WHAT IS ASKED
Swap "vertex pairs" for "corner points" in the rows from the line with "[trace] adult in pink coat -> outlines" up to and including the line with "[[33,175],[46,115],[65,104],[51,38],[43,1],[0,1],[1,175]]". Give back only those lines, with nothing else changed.

Region outline entries
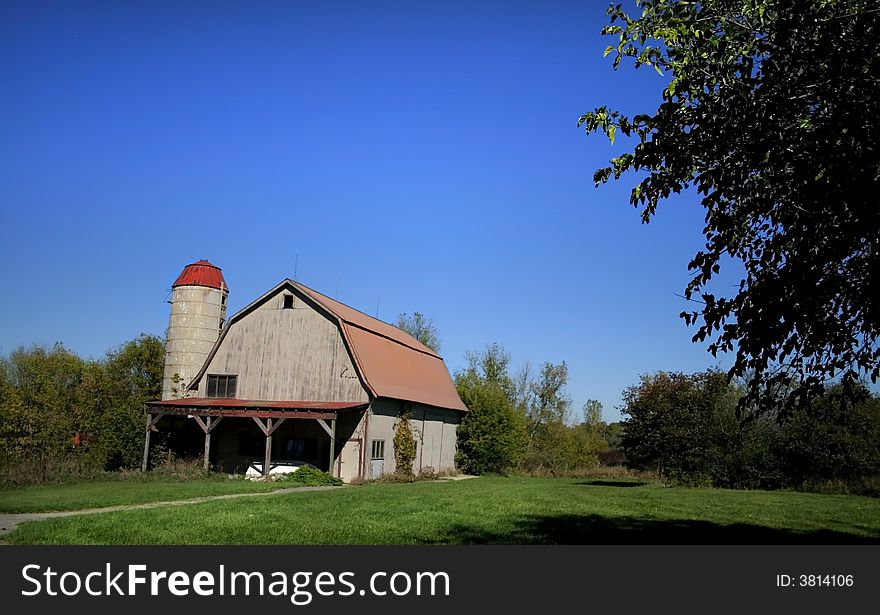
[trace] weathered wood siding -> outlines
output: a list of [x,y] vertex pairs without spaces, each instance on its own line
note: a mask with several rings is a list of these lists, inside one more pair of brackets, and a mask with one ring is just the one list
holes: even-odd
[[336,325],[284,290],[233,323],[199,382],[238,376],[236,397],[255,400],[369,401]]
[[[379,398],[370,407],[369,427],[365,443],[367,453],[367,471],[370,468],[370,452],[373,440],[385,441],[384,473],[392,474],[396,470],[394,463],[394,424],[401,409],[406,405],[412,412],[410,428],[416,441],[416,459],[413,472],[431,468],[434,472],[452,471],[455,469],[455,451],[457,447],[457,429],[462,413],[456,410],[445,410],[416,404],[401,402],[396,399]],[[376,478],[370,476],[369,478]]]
--
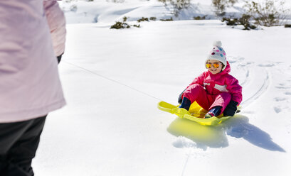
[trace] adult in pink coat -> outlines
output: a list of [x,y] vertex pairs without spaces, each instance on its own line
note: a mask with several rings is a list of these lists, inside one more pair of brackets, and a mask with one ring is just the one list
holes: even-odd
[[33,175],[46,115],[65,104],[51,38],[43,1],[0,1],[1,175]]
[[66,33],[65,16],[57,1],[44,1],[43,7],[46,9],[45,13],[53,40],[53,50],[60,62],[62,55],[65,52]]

THE ANSWER
[trace] adult in pink coat -> outlines
output: a list of [x,y] corner points without spaces, each instance on its own line
note: a mask with several rings is a list of these lists, inside one more pair of brackets, and a mask with one ring is just the one list
holes: even-odd
[[33,175],[46,115],[65,104],[51,38],[43,1],[0,1],[1,175]]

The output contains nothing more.